Sunday, October 17, 2010

A Home Cooked Meal: Outlaw Katfish Company

I got down to New Orleans for the Community Food Security Coalition’s Annual Conference a few days ahead of schedule and enjoyed two fabulous meals with my husband and his business colleagues at Galatoire’s and Herbsaint. We ate Louisiana crab, shrimp and trout  (and I sipped a French 75) on Thursday night at Galatoire’s, the grand dame of Creole restaurants located in the French Quarter. And, more Louisiana shrimp (served over grits) and Gulf of Mexico Drumfish at Donald Link’s, a James Beard Winning Chef, restaurant Herbsaint on Friday. 

No doubt, I thoroughly enjoyed these two meals, but there was nothing like my trip to the bayou to Des Allemands Outlaw Katfish Company, and eating lunch with fellow food advocates prepared by our hosts Joey and Jeannie Fonseca.

Demonstrating the catfish hoop net technology (All photos by Lexi Van de Walle)   
Des Allemands is about an hour outside New Orleans.  A bayou fishing village, Des Allemands is also known as the “catfish capital of the universe”. No fish farms here, the catfishermen of Des Allemands catch wild catfish using handmade hoop nets, like the one above, a highly reliable technology the Cajuns got from the American Indians.

▶ **PROVIDED MATERIAL**

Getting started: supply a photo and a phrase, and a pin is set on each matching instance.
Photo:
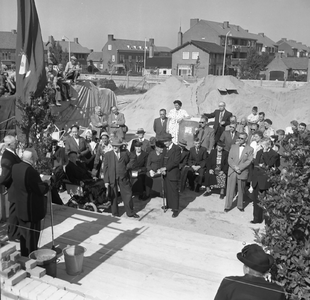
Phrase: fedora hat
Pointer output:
(182, 143)
(165, 137)
(254, 257)
(116, 142)
(140, 130)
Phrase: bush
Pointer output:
(287, 230)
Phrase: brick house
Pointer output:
(129, 54)
(198, 58)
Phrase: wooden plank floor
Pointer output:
(129, 259)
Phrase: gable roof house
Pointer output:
(129, 54)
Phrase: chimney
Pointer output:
(180, 37)
(193, 22)
(151, 45)
(226, 24)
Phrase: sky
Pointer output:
(92, 20)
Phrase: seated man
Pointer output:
(138, 172)
(197, 162)
(252, 285)
(72, 69)
(145, 143)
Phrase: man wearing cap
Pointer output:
(205, 134)
(222, 117)
(117, 163)
(145, 143)
(253, 285)
(28, 190)
(116, 122)
(10, 158)
(71, 70)
(160, 124)
(171, 162)
(183, 166)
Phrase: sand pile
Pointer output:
(206, 93)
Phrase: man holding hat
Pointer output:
(171, 162)
(117, 163)
(145, 143)
(253, 285)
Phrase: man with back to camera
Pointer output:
(253, 285)
(160, 124)
(222, 117)
(10, 158)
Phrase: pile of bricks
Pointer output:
(21, 278)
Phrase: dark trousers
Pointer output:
(171, 193)
(126, 193)
(13, 231)
(257, 210)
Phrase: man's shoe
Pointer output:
(136, 216)
(175, 214)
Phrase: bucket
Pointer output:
(74, 256)
(46, 259)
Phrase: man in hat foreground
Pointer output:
(117, 163)
(171, 162)
(253, 285)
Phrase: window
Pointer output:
(185, 55)
(195, 55)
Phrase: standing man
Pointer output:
(266, 158)
(197, 162)
(172, 157)
(28, 190)
(10, 158)
(116, 122)
(222, 117)
(77, 144)
(205, 134)
(239, 159)
(160, 124)
(116, 165)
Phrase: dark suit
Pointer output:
(249, 287)
(160, 128)
(195, 159)
(82, 148)
(218, 128)
(28, 190)
(228, 140)
(206, 137)
(260, 181)
(116, 174)
(8, 160)
(171, 161)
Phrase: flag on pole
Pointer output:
(30, 65)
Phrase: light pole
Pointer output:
(64, 37)
(223, 73)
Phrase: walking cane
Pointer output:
(163, 192)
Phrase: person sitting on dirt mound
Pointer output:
(253, 285)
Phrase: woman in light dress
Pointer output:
(175, 116)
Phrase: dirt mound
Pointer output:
(206, 93)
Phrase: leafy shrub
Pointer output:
(287, 230)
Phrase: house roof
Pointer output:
(136, 45)
(205, 46)
(296, 63)
(74, 47)
(296, 45)
(7, 40)
(95, 56)
(235, 30)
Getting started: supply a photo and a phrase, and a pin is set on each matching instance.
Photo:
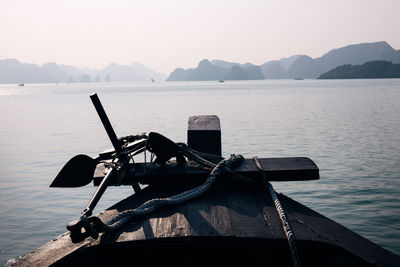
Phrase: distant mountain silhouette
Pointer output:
(371, 69)
(12, 71)
(217, 70)
(305, 67)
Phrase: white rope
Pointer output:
(151, 205)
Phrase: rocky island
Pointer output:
(368, 70)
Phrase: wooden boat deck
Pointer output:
(232, 224)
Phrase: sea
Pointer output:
(349, 128)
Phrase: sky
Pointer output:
(165, 35)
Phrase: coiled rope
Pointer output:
(151, 205)
(285, 222)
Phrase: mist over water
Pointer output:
(350, 128)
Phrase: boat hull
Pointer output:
(234, 224)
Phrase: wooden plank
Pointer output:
(276, 169)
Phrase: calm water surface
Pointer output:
(350, 128)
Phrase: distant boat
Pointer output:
(190, 215)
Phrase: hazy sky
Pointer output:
(168, 34)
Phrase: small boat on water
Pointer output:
(198, 210)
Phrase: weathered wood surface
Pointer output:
(276, 169)
(231, 222)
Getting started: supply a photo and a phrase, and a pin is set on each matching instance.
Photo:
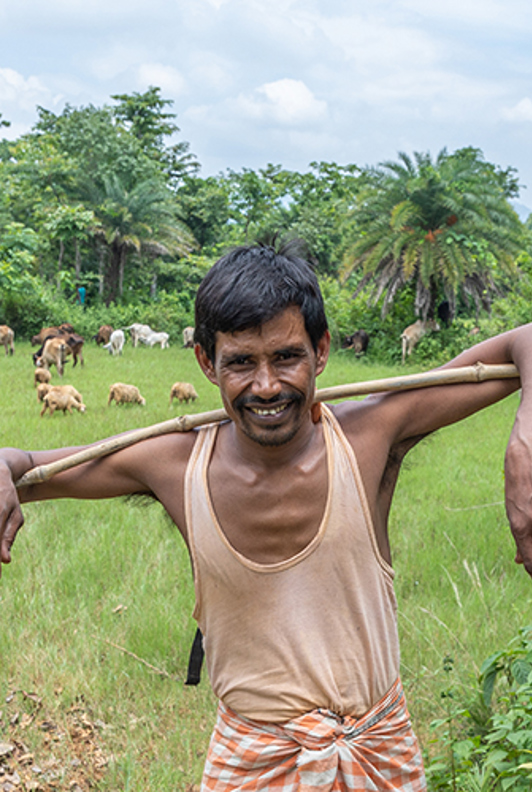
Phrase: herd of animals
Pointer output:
(57, 344)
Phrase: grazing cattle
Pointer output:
(44, 387)
(411, 335)
(7, 337)
(53, 353)
(125, 394)
(116, 342)
(73, 342)
(103, 336)
(188, 337)
(60, 400)
(358, 341)
(445, 313)
(50, 332)
(156, 338)
(139, 332)
(41, 376)
(183, 392)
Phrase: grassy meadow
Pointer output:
(95, 623)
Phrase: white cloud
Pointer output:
(22, 92)
(522, 111)
(287, 102)
(168, 79)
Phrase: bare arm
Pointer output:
(154, 466)
(383, 428)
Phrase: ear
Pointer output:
(322, 352)
(205, 364)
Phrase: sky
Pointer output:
(287, 82)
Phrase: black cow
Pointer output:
(358, 341)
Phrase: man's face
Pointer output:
(267, 376)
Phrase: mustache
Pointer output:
(244, 401)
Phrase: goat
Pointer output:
(125, 394)
(412, 334)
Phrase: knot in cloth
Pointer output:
(317, 752)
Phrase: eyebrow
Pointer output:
(291, 349)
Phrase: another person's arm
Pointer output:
(154, 466)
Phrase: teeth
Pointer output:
(271, 411)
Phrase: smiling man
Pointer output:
(284, 509)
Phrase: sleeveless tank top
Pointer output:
(317, 630)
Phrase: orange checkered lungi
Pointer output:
(317, 752)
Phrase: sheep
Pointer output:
(43, 388)
(7, 336)
(188, 337)
(116, 342)
(125, 394)
(183, 392)
(41, 375)
(60, 400)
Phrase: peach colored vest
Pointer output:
(316, 630)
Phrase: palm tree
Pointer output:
(445, 226)
(143, 219)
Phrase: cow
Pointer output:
(188, 337)
(139, 332)
(53, 353)
(358, 342)
(49, 332)
(156, 338)
(74, 343)
(116, 342)
(411, 335)
(103, 336)
(7, 337)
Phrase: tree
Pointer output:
(142, 114)
(445, 227)
(141, 219)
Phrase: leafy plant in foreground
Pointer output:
(494, 755)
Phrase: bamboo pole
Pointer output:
(480, 372)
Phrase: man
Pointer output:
(284, 509)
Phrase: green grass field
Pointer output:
(95, 623)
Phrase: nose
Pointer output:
(265, 383)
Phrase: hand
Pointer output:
(11, 520)
(518, 469)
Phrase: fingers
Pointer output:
(14, 522)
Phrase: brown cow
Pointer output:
(411, 335)
(49, 332)
(7, 337)
(54, 353)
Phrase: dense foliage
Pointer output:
(105, 198)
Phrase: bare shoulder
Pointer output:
(158, 459)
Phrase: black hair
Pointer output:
(251, 285)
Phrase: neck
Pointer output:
(254, 454)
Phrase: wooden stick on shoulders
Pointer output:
(480, 372)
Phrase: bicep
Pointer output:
(136, 469)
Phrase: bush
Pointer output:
(489, 744)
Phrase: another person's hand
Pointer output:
(11, 517)
(518, 470)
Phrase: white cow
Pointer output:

▶ **TASK TO CARRY OUT**
In the post about Outlaw Katfish Company, what nickname is Des Allemands known by?

▶ **ANSWER AREA**
The "catfish capital of the universe."